AUFGABE A
Welche Bestimmung verbietet laut Ausgangstext in Österreich Erwerb, Besitz und Erzeugung von Zauberpilzen?
AUFGABE B
Schreiben Sie bitte den Abschnitt des Ausgangstexts wörtlich ab, beginnend mit „Trotz zahlreicher Verbote“ und endend mit „Lage genauer angesehen.“.

Trotz zahlreicher Verbote boomt der Drogenmarkt – auch in Form von Scams wie im Fall „Natural Store„. Nun soll es für Fans von magischen Pilzen eine legale Alternative geben: die Zauberwurzeln oder Magic Truffles. Diese gleichen in ihrer Wirkung den illegalen Pilzen, sollen jedoch vom österreichischen Strafrecht nicht erfasst sein. Wir haben das Rechtsgutachten des Vertreibers angefordert und uns die rechtliche Lage genauer angesehen.
Magic Mushrooms vs. Magic Truffles
„Magic Mushrooms“ ist vermutlich den meisten ein Begriff. Wenn nicht, dann hat spätestens nach dem ersten Aufenthalt in Amsterdam jeder ein bestimmtes Grundverständnis von psychodelischen Drogen. Zauberpilze sind psilocybinhaltige Pilze, die aufgrund ihrer psychoaktiven Wirkung bei Konsument:innen Halluzinationen auslösen können. Deren Erwerb, Besitz, Erzeugung etc. sind in Österreich gemäß § 27 Absatz 1 Ziffer 3 Bundesgesetz über Suchtgifte, psychotrope Stoffe und Drogenausgangsstoffe (Suchtmittelgesetz – „SMG“) verboten. Bei sogenannten Zauberwurzeln („Magic Truffles“) soll dies laut eines Unternehmens anders aussehen:
„Wie steht es um Zauberwurzeln („Magic Truffels“) in Österreich?

BEREITGESTELLTE DATEN
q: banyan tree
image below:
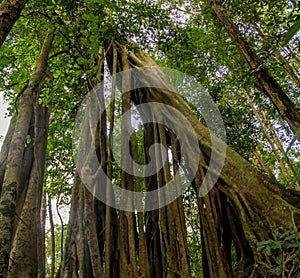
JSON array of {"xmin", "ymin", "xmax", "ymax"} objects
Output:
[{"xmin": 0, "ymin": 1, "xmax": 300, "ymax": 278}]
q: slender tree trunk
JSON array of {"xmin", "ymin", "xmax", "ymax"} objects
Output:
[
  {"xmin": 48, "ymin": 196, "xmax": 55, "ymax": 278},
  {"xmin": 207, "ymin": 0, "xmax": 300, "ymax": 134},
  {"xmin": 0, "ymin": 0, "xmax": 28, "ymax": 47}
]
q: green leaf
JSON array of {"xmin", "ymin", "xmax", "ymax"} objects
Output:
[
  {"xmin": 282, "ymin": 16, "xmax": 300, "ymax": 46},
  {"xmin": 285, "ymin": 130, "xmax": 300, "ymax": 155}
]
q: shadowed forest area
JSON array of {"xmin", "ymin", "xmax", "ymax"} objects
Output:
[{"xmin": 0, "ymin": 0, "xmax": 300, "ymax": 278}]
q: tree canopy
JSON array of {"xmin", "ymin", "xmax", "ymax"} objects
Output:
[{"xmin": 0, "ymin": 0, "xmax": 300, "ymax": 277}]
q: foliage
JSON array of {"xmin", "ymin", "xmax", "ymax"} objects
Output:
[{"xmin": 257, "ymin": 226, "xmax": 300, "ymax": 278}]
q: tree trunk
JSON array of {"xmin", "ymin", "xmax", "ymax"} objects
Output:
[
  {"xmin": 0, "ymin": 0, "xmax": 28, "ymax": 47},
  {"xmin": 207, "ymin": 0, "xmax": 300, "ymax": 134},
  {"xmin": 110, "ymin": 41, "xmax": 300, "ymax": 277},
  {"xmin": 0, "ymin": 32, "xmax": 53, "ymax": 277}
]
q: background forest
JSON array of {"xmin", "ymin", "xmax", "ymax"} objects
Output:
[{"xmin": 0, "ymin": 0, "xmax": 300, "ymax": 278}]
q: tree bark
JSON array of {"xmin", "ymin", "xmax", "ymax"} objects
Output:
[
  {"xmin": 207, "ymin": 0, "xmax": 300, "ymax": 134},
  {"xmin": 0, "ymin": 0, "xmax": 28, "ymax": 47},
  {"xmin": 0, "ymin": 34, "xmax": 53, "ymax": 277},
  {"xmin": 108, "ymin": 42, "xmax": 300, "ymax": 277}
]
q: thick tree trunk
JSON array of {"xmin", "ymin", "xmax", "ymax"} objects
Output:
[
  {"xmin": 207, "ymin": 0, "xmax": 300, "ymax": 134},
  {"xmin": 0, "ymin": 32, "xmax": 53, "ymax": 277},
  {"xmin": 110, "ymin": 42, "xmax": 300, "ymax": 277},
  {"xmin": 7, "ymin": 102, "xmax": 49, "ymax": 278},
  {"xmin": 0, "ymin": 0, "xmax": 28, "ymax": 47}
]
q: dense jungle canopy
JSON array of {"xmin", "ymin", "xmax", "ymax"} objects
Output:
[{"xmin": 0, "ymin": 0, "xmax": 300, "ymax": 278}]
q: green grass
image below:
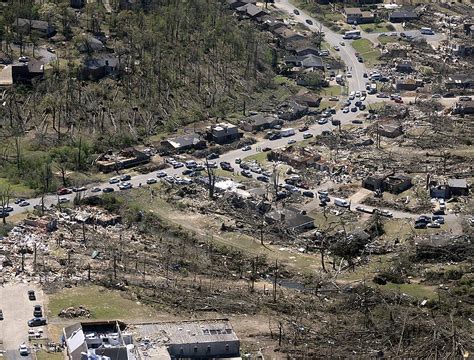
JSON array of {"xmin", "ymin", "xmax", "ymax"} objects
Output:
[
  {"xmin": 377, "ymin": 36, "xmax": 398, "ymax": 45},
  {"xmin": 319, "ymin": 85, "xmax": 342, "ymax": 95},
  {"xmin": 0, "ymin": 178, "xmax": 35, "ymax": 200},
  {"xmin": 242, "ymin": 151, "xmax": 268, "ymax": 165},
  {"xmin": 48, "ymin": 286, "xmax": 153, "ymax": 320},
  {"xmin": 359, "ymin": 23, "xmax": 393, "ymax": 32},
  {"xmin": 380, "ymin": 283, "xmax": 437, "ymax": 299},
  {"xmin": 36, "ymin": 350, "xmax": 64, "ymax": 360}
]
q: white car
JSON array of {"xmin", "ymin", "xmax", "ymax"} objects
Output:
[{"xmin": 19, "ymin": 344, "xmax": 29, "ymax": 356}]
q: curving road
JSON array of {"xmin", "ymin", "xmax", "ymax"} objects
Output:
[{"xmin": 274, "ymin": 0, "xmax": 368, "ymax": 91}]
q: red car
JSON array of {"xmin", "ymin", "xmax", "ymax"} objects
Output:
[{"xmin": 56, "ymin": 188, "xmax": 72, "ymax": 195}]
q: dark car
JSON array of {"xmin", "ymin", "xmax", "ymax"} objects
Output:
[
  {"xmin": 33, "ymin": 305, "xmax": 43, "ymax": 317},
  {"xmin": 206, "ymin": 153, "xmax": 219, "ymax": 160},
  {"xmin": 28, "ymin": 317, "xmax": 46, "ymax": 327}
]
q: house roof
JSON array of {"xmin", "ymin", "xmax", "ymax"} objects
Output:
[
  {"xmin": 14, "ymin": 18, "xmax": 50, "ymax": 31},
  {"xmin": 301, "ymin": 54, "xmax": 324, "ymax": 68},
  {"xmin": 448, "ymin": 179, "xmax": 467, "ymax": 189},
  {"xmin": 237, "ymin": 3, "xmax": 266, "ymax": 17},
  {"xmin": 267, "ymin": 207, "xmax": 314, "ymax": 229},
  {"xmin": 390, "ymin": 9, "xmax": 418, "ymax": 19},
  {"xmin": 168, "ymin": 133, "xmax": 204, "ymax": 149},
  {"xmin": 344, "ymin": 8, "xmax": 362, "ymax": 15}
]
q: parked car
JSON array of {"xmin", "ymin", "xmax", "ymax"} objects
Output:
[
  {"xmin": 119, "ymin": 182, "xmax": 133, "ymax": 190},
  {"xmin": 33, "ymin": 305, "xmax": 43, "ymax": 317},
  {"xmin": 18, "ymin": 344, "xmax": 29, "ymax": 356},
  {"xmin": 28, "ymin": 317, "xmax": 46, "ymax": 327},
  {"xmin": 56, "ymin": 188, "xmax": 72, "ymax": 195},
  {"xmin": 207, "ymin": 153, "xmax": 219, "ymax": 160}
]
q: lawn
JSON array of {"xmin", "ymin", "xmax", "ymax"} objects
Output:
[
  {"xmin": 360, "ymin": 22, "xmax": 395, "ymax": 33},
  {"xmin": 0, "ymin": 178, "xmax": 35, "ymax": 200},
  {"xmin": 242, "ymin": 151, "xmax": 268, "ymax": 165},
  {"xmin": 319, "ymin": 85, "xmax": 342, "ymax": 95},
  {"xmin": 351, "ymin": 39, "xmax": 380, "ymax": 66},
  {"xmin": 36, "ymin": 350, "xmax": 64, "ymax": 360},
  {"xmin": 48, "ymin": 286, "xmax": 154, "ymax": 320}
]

RICHTIGE AUSGABE A
§ 27 Absatz 1 Ziffer 3 des Suchtmittelgesetzes (SMG).

RICHTIGE AUSGABE B
Trotz zahlreicher Verbote boomt der Drogenmarkt – auch in Form von Scams wie im Fall „Natural Store„. Nun soll es für Fans von magischen Pilzen eine legale Alternative geben: die Zauberwurzeln oder Magic Truffles. Diese gleichen in ihrer Wirkung den illegalen Pilzen, sollen jedoch vom österreichischen Strafrecht nicht erfasst sein. Wir haben das Rechtsgutachten des Vertreibers angefordert und uns die rechtliche Lage genauer angesehen.